--- DATASET EXCERPTS ---
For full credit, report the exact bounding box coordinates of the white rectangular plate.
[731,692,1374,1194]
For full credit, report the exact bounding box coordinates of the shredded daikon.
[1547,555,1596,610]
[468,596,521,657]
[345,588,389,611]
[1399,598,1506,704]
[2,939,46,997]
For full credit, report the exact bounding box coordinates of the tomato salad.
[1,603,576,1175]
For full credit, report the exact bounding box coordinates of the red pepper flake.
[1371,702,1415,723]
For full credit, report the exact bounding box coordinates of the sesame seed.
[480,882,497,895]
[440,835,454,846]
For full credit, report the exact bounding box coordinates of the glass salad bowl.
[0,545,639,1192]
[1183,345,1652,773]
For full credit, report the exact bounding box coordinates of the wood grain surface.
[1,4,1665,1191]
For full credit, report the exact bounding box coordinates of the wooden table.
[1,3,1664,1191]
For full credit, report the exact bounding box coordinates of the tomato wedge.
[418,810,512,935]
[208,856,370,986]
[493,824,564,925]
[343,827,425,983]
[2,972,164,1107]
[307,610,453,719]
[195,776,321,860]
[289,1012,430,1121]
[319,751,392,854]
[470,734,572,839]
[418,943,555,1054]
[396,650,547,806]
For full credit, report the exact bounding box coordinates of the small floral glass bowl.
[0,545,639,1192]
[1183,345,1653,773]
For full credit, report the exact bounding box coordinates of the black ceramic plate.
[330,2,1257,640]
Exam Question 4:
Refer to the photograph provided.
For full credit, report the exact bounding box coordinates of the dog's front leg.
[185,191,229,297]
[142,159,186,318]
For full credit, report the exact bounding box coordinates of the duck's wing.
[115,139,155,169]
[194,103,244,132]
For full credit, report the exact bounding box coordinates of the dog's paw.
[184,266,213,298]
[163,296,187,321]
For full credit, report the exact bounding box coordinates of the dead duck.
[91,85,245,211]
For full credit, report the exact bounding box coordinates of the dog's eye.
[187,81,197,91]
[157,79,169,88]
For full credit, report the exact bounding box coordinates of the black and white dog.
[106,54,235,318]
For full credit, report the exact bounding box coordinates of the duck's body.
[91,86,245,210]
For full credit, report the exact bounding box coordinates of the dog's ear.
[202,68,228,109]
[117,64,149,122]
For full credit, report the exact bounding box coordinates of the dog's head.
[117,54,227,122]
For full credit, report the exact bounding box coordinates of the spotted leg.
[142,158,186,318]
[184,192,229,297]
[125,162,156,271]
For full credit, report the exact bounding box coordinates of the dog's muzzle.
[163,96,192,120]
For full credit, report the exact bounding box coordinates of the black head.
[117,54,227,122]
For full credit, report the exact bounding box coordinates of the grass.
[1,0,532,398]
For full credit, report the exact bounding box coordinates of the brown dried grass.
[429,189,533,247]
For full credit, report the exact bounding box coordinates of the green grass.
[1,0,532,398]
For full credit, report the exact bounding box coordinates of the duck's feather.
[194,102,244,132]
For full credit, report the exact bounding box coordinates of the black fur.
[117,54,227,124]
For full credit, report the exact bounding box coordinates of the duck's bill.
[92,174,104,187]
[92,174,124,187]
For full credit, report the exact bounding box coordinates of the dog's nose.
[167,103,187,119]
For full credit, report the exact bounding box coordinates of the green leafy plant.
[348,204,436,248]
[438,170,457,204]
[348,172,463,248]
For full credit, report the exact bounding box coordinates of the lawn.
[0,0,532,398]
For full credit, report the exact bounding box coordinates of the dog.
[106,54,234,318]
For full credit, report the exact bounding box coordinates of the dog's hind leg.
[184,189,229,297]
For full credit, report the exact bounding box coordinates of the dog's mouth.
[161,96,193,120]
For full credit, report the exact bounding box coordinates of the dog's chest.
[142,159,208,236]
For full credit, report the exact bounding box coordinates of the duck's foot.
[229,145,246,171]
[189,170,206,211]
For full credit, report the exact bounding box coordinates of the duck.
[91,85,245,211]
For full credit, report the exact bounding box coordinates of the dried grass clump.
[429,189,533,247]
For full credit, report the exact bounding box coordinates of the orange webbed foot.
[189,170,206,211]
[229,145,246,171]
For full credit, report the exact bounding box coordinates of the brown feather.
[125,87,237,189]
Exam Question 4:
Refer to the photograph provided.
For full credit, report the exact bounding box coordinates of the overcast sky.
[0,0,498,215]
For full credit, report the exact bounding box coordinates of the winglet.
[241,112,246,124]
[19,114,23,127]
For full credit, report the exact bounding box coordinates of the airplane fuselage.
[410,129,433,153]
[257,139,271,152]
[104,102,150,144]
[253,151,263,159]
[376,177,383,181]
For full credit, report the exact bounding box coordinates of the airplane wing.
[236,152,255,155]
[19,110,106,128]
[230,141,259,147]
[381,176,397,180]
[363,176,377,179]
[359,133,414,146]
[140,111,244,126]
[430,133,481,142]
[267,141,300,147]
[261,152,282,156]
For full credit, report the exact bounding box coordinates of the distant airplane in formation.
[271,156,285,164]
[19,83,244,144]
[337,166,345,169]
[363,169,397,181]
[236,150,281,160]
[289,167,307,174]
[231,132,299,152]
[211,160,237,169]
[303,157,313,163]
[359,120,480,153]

--- TRY IT ---
Starting at the line with "the dog's mouth.", restate every line word for word through the end of the listing above.

--- SOLUTION ---
For full credit, report the exact bounding box coordinates of the dog's mouth.
[161,96,193,120]
For full credit, report the exact bounding box coordinates of the dog's chest.
[142,159,208,236]
For full credit, report the exact bounding box coordinates of the duck's foot.
[229,145,246,171]
[189,170,206,211]
For full credit, report the exact bounding box coordinates of the duck.
[91,85,245,211]
For full credit, report the exact bounding box coordinates of the dried grass clump.
[429,189,533,247]
For full credit, report the exact bounding box coordinates of the orange webbed foot.
[189,170,206,211]
[229,145,246,171]
For full credit, report the exact bounding box coordinates of the brown feather.
[125,87,237,189]
Exam Question 4:
Refer to the photograph provided.
For full credit, report the exact bounding box coordinates of the overcast sky.
[0,0,498,215]
For full credit, report the exact bounding box coordinates of the winglet.
[241,112,246,124]
[19,114,23,127]
For full credit, report the exact bounding box coordinates of the airplane fuselage.
[410,129,433,153]
[257,139,271,152]
[104,102,150,144]
[253,151,263,159]
[376,177,383,181]
For full credit, report the exact bounding box coordinates of the airplane wing.
[236,152,255,155]
[19,110,106,128]
[230,141,259,147]
[381,176,397,180]
[363,176,377,179]
[359,133,414,146]
[140,111,244,126]
[430,133,481,142]
[267,141,300,147]
[261,152,282,156]
For full credit, report the exact bounding box coordinates of the distant airplane in formation.
[271,156,285,164]
[19,83,244,144]
[337,166,345,169]
[363,169,397,181]
[236,150,281,160]
[289,167,307,174]
[231,132,299,152]
[211,160,237,169]
[303,157,313,163]
[359,120,480,153]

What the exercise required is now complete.